AIM: Give back the entire listing verbatim.

════════════════

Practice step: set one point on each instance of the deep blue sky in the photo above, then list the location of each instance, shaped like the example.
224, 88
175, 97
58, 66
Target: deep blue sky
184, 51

════════════════

WRITTEN ANSWER:
Practice step: set one point on each instance of the deep blue sky in the photo above, then list the location of each instance, shaped like the example.
224, 88
175, 97
58, 66
Target: deep blue sky
184, 51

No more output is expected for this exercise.